Excerpts of location labeling data:
▼

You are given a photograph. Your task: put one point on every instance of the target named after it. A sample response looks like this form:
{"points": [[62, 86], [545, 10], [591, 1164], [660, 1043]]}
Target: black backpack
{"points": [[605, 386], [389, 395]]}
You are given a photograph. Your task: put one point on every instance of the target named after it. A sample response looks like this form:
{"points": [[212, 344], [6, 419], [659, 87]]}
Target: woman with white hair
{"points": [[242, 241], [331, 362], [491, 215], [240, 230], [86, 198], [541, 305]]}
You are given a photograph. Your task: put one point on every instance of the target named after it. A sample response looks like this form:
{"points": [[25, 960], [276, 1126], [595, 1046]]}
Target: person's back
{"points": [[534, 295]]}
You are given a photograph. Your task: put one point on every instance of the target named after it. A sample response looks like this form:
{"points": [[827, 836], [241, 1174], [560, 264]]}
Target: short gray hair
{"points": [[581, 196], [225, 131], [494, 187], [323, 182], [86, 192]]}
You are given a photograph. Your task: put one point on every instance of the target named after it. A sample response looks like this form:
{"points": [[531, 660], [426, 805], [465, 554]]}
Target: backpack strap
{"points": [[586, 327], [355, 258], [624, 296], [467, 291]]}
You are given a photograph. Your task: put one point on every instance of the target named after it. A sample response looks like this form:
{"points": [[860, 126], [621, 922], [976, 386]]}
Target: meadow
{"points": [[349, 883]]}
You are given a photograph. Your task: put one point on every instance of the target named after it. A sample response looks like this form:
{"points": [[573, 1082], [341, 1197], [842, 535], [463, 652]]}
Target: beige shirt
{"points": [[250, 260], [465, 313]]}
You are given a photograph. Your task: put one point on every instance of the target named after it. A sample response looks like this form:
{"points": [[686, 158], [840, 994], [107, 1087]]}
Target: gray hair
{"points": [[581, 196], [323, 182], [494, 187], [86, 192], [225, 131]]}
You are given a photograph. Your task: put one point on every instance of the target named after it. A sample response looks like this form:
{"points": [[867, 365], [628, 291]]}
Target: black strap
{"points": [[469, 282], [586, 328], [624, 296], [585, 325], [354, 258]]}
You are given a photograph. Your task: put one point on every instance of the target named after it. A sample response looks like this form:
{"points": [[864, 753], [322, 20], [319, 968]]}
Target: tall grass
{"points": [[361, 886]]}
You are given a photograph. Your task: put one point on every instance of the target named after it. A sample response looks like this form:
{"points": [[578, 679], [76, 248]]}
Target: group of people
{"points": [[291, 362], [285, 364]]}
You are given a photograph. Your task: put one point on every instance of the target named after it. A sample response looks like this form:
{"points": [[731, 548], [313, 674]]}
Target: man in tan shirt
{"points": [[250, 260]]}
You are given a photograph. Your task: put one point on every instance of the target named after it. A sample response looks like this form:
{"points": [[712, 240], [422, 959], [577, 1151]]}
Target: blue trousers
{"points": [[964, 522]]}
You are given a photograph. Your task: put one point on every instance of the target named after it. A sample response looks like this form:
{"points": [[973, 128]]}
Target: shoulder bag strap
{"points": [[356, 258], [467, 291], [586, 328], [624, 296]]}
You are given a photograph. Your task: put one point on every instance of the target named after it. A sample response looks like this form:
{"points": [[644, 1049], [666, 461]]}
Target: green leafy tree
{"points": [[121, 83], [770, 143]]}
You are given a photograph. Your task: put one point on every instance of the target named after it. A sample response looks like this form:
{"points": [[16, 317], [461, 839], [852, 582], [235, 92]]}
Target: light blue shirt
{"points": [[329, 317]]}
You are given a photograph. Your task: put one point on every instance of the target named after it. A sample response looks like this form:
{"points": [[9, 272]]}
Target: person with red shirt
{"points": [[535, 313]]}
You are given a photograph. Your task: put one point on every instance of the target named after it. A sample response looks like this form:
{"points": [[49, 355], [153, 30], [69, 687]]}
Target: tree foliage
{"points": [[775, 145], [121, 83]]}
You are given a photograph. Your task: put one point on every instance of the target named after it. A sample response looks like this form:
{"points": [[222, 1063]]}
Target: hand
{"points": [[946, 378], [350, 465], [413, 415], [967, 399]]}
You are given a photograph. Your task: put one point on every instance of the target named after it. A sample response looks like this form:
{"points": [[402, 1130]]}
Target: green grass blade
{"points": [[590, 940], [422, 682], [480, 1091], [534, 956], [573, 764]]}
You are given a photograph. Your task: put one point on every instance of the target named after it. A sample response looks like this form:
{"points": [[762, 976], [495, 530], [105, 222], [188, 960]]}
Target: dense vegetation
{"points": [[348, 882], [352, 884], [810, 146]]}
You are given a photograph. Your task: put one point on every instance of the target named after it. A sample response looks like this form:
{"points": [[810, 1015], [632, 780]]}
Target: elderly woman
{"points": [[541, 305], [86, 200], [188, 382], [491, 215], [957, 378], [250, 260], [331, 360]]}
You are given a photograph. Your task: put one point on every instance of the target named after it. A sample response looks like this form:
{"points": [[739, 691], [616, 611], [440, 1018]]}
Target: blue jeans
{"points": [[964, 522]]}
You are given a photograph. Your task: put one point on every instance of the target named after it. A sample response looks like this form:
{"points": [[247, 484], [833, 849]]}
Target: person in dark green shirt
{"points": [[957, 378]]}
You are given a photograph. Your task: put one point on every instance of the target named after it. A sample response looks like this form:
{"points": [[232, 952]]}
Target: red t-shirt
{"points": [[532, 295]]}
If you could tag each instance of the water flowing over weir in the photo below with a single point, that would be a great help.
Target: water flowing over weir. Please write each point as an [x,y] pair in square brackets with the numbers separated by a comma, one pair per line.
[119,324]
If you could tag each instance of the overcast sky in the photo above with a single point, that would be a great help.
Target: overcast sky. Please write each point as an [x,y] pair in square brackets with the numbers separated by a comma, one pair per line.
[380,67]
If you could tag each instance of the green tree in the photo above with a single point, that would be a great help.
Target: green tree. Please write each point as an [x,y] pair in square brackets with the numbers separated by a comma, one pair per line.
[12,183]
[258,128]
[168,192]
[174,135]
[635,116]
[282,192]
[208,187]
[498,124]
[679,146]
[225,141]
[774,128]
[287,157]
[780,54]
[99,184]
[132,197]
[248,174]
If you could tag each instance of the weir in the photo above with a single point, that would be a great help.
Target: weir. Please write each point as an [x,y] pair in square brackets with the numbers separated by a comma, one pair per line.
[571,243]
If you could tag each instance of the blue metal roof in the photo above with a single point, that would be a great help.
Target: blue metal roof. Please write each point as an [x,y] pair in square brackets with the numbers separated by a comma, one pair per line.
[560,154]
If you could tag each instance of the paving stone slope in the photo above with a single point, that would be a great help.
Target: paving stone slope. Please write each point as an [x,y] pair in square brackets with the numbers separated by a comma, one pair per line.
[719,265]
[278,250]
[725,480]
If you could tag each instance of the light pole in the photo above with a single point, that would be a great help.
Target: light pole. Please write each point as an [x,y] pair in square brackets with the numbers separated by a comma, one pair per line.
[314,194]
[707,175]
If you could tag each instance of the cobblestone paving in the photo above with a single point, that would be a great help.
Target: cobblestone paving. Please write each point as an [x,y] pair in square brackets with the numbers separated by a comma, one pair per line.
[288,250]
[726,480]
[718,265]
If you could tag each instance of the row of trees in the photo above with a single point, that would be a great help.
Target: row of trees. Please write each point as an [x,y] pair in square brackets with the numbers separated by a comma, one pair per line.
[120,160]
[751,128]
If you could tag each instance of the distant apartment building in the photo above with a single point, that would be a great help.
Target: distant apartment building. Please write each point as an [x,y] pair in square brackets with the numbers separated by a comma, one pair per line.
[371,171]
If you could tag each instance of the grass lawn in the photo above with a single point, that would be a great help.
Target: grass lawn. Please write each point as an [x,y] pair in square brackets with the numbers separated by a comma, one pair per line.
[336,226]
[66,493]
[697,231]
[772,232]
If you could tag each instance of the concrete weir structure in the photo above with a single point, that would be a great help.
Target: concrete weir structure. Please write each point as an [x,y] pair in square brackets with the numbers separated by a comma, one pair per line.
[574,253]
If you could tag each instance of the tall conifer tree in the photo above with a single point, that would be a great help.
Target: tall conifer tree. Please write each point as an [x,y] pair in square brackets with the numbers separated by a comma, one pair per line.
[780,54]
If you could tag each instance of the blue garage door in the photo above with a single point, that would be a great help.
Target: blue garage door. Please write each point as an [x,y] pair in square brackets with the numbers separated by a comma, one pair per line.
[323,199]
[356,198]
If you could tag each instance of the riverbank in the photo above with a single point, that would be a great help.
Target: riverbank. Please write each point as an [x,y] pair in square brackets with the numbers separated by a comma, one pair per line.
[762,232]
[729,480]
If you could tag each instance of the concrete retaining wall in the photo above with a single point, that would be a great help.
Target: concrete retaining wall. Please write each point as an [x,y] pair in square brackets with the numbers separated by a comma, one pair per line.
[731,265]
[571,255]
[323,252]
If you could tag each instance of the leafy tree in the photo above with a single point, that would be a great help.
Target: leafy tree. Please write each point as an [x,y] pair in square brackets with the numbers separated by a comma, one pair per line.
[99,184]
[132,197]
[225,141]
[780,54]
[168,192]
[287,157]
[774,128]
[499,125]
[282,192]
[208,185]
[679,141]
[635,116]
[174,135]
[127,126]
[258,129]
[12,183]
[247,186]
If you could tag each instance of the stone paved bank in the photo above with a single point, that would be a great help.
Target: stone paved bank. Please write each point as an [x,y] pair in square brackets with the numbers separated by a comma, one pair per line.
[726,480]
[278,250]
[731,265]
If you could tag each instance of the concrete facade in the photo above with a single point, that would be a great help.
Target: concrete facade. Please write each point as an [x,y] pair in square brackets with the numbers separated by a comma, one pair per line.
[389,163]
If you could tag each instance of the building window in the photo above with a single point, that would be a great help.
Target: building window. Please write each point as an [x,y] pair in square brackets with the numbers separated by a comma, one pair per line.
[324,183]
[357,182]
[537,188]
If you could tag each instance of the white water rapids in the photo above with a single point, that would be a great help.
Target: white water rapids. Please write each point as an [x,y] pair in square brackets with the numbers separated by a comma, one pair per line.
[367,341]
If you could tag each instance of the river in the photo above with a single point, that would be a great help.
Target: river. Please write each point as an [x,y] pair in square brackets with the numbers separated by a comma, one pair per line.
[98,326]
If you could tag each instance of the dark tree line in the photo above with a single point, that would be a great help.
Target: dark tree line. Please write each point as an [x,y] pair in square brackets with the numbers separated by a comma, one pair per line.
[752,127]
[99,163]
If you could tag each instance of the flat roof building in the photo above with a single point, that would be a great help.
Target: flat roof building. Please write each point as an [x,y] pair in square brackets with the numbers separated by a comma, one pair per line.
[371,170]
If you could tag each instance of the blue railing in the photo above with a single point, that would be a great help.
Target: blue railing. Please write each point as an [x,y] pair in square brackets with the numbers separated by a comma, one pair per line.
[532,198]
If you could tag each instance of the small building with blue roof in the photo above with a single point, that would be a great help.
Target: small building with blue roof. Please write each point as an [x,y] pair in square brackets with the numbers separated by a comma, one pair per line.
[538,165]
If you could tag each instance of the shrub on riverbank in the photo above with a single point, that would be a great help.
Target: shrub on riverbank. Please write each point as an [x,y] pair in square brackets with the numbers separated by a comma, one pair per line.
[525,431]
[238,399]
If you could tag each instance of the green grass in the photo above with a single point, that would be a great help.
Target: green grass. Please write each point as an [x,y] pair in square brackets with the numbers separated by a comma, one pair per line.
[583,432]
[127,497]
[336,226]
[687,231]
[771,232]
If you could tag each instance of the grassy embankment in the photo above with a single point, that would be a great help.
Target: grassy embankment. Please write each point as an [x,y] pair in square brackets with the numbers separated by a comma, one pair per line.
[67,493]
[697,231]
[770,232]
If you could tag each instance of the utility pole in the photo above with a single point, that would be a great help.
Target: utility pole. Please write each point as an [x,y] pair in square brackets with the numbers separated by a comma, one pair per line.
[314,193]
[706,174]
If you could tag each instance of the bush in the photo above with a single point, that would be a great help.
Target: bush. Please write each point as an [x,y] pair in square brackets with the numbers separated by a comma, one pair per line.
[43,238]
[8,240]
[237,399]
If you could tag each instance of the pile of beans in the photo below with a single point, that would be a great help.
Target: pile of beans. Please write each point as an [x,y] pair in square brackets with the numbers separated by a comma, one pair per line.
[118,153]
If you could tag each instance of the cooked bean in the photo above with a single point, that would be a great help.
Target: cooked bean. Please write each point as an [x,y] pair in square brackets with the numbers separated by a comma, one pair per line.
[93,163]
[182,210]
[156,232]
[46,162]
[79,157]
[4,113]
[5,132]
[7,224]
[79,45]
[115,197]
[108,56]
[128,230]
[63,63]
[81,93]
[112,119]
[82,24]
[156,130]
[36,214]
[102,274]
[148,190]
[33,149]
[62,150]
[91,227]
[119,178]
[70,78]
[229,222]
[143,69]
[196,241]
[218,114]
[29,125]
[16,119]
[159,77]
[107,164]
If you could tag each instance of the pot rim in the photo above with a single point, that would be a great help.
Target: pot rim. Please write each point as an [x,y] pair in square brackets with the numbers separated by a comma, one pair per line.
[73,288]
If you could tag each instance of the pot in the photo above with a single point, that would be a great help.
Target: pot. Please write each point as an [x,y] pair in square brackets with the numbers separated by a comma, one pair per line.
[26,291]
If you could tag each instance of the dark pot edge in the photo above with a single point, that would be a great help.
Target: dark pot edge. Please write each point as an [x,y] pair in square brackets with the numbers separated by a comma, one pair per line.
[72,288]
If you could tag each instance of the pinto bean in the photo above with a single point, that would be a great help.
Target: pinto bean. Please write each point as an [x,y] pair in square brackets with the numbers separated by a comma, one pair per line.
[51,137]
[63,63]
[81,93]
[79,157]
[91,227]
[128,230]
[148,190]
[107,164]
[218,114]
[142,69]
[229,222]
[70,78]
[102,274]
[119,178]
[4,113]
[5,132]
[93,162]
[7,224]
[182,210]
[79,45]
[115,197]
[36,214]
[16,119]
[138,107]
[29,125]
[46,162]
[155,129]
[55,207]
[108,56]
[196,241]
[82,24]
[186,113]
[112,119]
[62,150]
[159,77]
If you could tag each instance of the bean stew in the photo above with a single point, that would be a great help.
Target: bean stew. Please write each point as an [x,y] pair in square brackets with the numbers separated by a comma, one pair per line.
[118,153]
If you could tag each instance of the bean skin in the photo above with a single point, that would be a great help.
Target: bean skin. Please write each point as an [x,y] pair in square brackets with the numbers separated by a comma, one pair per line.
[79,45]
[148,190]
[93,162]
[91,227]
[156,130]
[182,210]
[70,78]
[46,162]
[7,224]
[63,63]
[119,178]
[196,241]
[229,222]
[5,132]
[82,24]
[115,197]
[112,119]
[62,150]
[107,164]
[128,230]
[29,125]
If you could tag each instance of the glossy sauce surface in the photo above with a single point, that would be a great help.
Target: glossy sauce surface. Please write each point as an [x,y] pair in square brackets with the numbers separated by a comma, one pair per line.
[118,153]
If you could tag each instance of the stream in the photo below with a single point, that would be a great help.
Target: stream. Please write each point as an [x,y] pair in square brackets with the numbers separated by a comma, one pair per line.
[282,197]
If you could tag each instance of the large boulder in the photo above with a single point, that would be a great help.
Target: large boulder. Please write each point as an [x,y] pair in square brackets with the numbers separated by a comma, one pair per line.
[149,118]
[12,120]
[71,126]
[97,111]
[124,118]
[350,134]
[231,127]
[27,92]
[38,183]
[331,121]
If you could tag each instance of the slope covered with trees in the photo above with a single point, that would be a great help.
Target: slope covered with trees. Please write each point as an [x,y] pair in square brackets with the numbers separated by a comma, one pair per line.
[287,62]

▲

#### STATED EXERCISE:
Copy exactly the lines of the listing above, beginning at the line with "If you could tag each instance of the stream" and ending at its final line; write out nothing else.

#### ANSWER TO THE TASK:
If you could tag each instance of the stream in the photo below with a single point, that would be a great help.
Target: stream. Please write each point as an [x,y] pair in square brackets with the numbers separated by a comma, one pair per line.
[282,197]
If you could tag each instance of the large boulder in the photo above with a single point, that would be a great help.
Target: large boulder. Please write each point as an [x,y] pair in square brackets with the numbers separated by a comma, one pair per line.
[149,118]
[12,120]
[71,126]
[97,111]
[124,118]
[350,134]
[231,127]
[27,92]
[38,183]
[331,121]
If you could tag each instance of the slope covered with trees in the photo above with a single point, that would be a great help.
Target: slope covered with trees. Please write each point as an [x,y] pair in square brackets with the numbers separated by a comma, one pair per line.
[287,62]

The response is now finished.